++++ Passage for review

Food for a Longer Life: Chef on a Shoestring -- A big part of living a long, healthy life comes down to the way we eat, and a Mediterranean diet is considered one of the healthiest in the world. In this week's Chef on a Shoestring, Gail Simmons of Food and Wine Magazine will utilize ingredients and flavors found in that region. Her menu is full of heart-healthy olive oils, protein-packed grains and cholesterol-reducing seafood. She'll start with a quinoa and shaved vegetable salad, followed by shrimp skewers with a feta-dill sauce, and for dessert, she'll prepare a honey-drizzled panna cotta yogurt. To get the recipe Click Here
2nd Cup Café -- Grammy-Award winning singer/songwriter Jon Secada joins our Second Cup Cafe this week. Since 1992, he has won two Grammys, sold 22 million albums and released a stream of hits. Now he is returning to his jazz roots (he earned a masters in jazz from the University of Miami) with the recent release of his new CD "Expressions: The Jazz Album." You won't want to miss his fabulous performance of the classic What A Wonderful World.
SATURDAY ON 48 HOURS MYSTERY, 10pmET/9CT
Here's an early preview of what's coming up on 48 HOURS MYSTERY: A CASE FOR MURDER:
Hugues De La Plaza was a young, handsome guy in his thirties; living in San Francisco, he had a good job in engineering, many friends -- and perhaps only one weakness: women. Hugues loved going out with different women just for the thrill. On a cool summer evening in 2007, after having been out on a blind date, Hugues met up with a few friends for drinks at a downtown club. That would be the last time anyone would ever see him alive.

++++++++
++++ Extracted data

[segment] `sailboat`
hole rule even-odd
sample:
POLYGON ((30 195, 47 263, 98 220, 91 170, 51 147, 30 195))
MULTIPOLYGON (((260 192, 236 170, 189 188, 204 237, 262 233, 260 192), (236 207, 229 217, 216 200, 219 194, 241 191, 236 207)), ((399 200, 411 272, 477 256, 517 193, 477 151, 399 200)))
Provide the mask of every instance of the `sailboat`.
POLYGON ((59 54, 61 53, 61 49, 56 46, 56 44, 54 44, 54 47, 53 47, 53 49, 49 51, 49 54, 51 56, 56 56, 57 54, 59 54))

++++++++

Task: In the program listings, what degree did Jon Secada earn from the University of Miami?

Response: A master's in jazz